On the third story, there are three balconies with modillions and metal railings; each of the balconies corresponds to a group of three windows. In the center grouping, the center window contains a pediment with a cartouche and flagpole. On the fourth through seventh stories, each bay contains multi-paneled sash windows on each floor; the windows on the seventh story are placed within segmental arches. (Note: The windows in the 1925 annex are arranged in a three-over-three layout, while the windows in the 1929 annex are arranged in a four-over-four layout.) Each bay is separated vertically by pilasters, and the windows on different floors are separated horizontally by bronze spandrel panels that depict balusters. The eighth story is set back from the rest of the facade and contains metal railings, which run between the tops of each pier. The eighth-story facade consists of rectangular sash windows topped by keystones. Above the eighth story is a parapet with crenellations that are linked by a metal-tube railing, as well as a bulkhead on the Hoyt Street side of the building.

==== Interior ====
The basement and first through fifth stories of the 1925 annex on Fulton Street were used as sales floors. A bank of escalators rose from the ground story to the second and third stories. The entirety of the ground floor was clad with marble, and the ground floor's heating system could prevent cold drafts from coming in. At the ground story, a staircase within the main entrance vestibule, as well as a marble staircase in the middle of the store, originally led to the basement, where there was an exit to the Hoyt Street subway station. This exit was decorated with a red-marble floor. Because the subway entrance was the same height as the basement floor, the basement had a ceiling height of 16 ft. Above the sales floors, the sixth story contained inventory rooms. The accounting and financial control departments occupied the seventh floor, while the executive offices were on the eighth floor. The ninth floor contained employee recreation facilities and additional departmental offices.

The 1929 annex, on Fulton and Hoyt streets, slightly expanded the selling area of the 1925 annex. The Fulton and Hoyt streets annex added 28000 ft2 to the store, including 15000 ft2 of space for sales floors. The first six stories contained the sales floors, while the top two stories contained the store's offices. The ground floor of the 1929 annex also contained a direct subway entrance from the street.

◇ ◇ ◇ ◇ ◇

**WHAT TO DO**.
**A)** Transcribe the department store description between "The 1929 annex, on" and "from the street.", inclusive.
**B)** Condense the paragraph of the department store description that begins "The 1929 annex, on Fulton and Hoyt streets" into a bulleted list that keeps its main facts.
**C)** Extend the department store description, beginning after its final sentence.

◇ ◇ ◇ ◇ ◇

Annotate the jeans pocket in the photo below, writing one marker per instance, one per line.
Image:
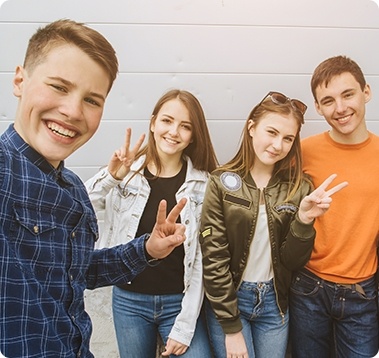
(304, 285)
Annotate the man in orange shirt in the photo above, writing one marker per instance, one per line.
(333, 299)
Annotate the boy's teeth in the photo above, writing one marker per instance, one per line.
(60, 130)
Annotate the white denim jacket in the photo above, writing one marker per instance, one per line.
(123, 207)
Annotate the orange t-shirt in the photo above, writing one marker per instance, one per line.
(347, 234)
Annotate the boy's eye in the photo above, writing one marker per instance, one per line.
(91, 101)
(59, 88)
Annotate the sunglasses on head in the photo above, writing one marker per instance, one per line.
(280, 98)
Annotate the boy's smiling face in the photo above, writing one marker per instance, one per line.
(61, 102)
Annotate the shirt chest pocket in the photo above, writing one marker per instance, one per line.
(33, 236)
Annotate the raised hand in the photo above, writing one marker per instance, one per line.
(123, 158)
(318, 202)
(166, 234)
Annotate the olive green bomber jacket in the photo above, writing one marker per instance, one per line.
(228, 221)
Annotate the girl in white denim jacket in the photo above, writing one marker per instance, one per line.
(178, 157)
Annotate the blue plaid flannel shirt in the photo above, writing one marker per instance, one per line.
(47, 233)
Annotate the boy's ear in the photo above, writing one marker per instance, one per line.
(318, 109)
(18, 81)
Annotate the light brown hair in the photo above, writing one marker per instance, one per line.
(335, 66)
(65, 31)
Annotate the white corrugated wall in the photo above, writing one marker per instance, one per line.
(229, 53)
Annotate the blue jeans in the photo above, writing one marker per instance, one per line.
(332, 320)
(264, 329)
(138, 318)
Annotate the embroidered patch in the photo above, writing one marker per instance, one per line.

◇ ◇ ◇ ◇ ◇

**ANSWERS TO THE EXERCISES**.
**A)**
The 1929 annex, on Fulton and Hoyt streets, slightly expanded the selling area of the 1925 annex. The Fulton and Hoyt streets annex added 28000 ft2 to the store, including 15000 ft2 of space for sales floors. The first six stories contained the sales floors, while the top two stories contained the store's offices. The ground floor of the 1929 annex also contained a direct subway entrance from the street.

**B)**
- The 1929 annex, on Fulton and Hoyt streets, slightly expanded the 1925 annex's selling area.
- It added 28000 ft2 to the store, 15000 ft2 of which was sales-floor space.
- Sales floors occupied the first six stories, and offices occupied the top two.
- Its ground floor had a direct subway entrance from the street.

**C)**
=== Former structures ===
The A. I. Namm & Son Building occupied much of the city block at its peak in the 1930s. The original building from 1890 was a utilitarian structure with few decorations. It occupied a 91 by 117 ft site on Hoyt Street, with a narrow 25 by 70 ft wing extending north to Fulton Street. Because the Fulton Street wing was only 25 feet wide, the storefront windows were placed perpendicularly to the street, creating an entrance vestibule that extended 35 ft deep into the store. After the Elm Street site was acquired in 1898, local architecture firm Parfitt Bros. designed a six-story structure on Elm Street, measuring 50 ft wide and 156 ft deep. Another six-story addition on Hoyt Street, measuring 60 by 125 ft, was constructed between 1906 and 1907 to designs by local architect B. E. Lowe.

At the southwest corner of the building, on Hoyt and Livingston streets, was an eight-story wing measuring 100 ft wide and 80 ft deep, dating from the early 1910s. The first five stories of this annex were used as sales floors, the sixth and seventh floors were for receiving and marking incoming merchandise, and the top story was for business and executive offices. By the mid-1910s, the store building covered 300000 ft2 and had its own post office; 20 private telephone booths; an employees' clinic, a roof garden, reading room, and library; two escalators; 12 elevators; and entrances from the subway and from all four sides of the block. Yet another six-story annex, completed in 1921, extended southeast to the corner of Livingston Street and Elm Place. All these structures were demolished in 1957 after A&S took over the site.